• _Instructions to follow_: Before the listing, reproduce the passage of the passion economy article from "- Platforms are" up to and including "and increasingly ownership-driven.".

** begin Selected text **

The internet was supposed to democratize opportunity, but for years it mostly democratized attention. Li Jin saw something different coming: a world where individuals don’t just gather audiences – they build businesses around what they love, and eventually, own the systems they participate in. This is the story of how she helped name, shape, and fund the “passion economy” – and why her work has since expanded into something even more ambitious: rebuilding the economic foundations of the internet itself.
Key Takeaways
- The passion economy prioritizes ownership over influence, shifting economic value toward individuals rather than intermediaries.
- Digital platforms now enable individuals to build real businesses around skills, knowledge, and trust-based audiences.
- Direct relationships are becoming more economically powerful than algorithmic reach.
- Platforms are increasingly becoming tools, not gatekeepers – and networks are becoming shared assets.
- The future of work is more fragmented, more independent, and increasingly ownership-driven.
The Moment the Internet Stopped Being Just a Platform
For most of the social media era, the internet had a simple promise: if you could gather enough attention, someone else would figure out how to monetize it. Li Jin, a venture capitalist and now a co-founder of Variant (and previously the founder of Atelier Ventures), noticed a new pattern emerging: individuals turning their unique skills and interests into sustainable livelihoods through direct monetization platforms – what she would later call the “passion economy.”

** end Selected text **
** begin Entries **

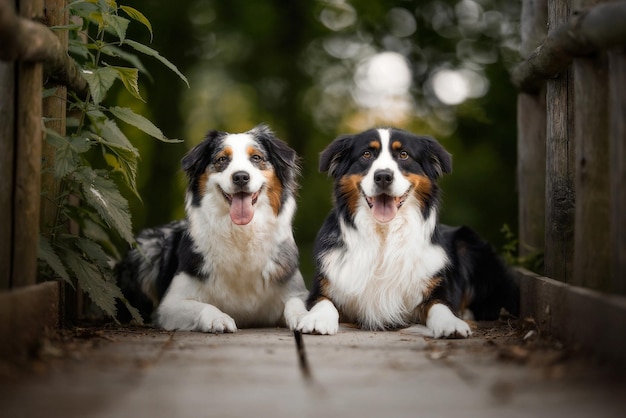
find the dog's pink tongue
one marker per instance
(241, 211)
(384, 208)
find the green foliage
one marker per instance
(95, 158)
(533, 261)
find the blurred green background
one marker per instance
(315, 69)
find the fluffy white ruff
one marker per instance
(382, 272)
(444, 323)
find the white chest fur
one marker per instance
(381, 273)
(242, 261)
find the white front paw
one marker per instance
(213, 320)
(323, 319)
(445, 324)
(294, 312)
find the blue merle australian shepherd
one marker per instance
(382, 259)
(233, 261)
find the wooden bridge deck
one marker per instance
(505, 369)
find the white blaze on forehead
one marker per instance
(239, 145)
(385, 161)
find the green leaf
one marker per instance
(93, 251)
(114, 51)
(116, 24)
(113, 135)
(127, 115)
(100, 81)
(123, 156)
(100, 291)
(130, 78)
(152, 53)
(102, 194)
(46, 253)
(64, 157)
(138, 16)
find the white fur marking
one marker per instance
(181, 310)
(385, 161)
(323, 319)
(294, 312)
(445, 324)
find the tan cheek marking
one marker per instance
(202, 181)
(349, 189)
(422, 187)
(274, 190)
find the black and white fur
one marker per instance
(382, 259)
(233, 262)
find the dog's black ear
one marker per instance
(333, 154)
(282, 157)
(195, 161)
(439, 160)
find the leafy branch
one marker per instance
(95, 157)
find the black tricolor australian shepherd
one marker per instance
(382, 259)
(233, 262)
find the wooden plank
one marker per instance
(26, 315)
(560, 192)
(617, 82)
(583, 318)
(28, 162)
(592, 252)
(7, 144)
(531, 139)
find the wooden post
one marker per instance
(54, 110)
(7, 158)
(531, 142)
(27, 161)
(617, 160)
(592, 252)
(560, 192)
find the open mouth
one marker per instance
(385, 207)
(241, 206)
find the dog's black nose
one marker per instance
(241, 178)
(383, 178)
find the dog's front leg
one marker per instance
(323, 318)
(181, 310)
(294, 312)
(445, 324)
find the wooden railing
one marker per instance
(572, 140)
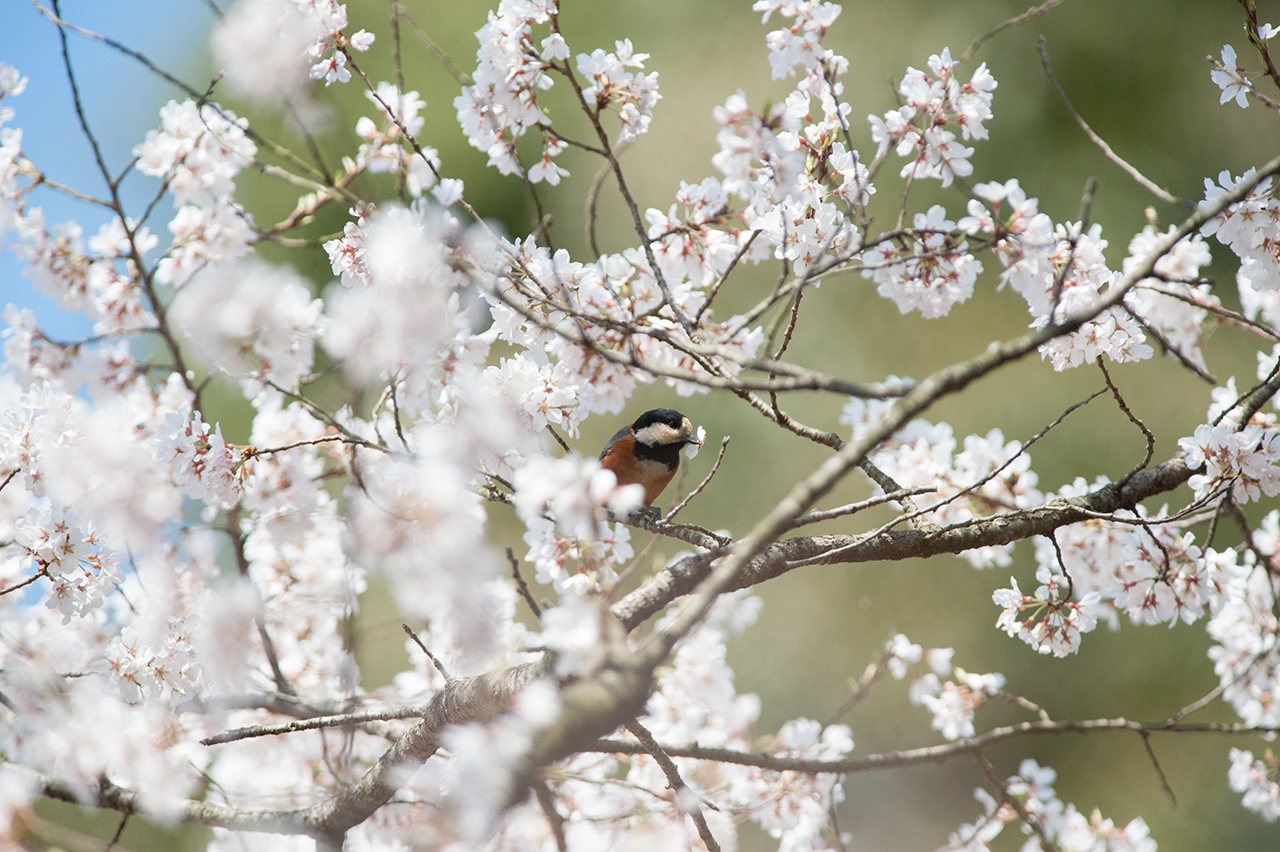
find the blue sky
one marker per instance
(122, 99)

** end Entries **

• _Response_:
- Platforms are increasingly becoming tools, not gatekeepers – and networks are becoming shared assets.
- The future of work is more fragmented, more independent, and increasingly ownership-driven.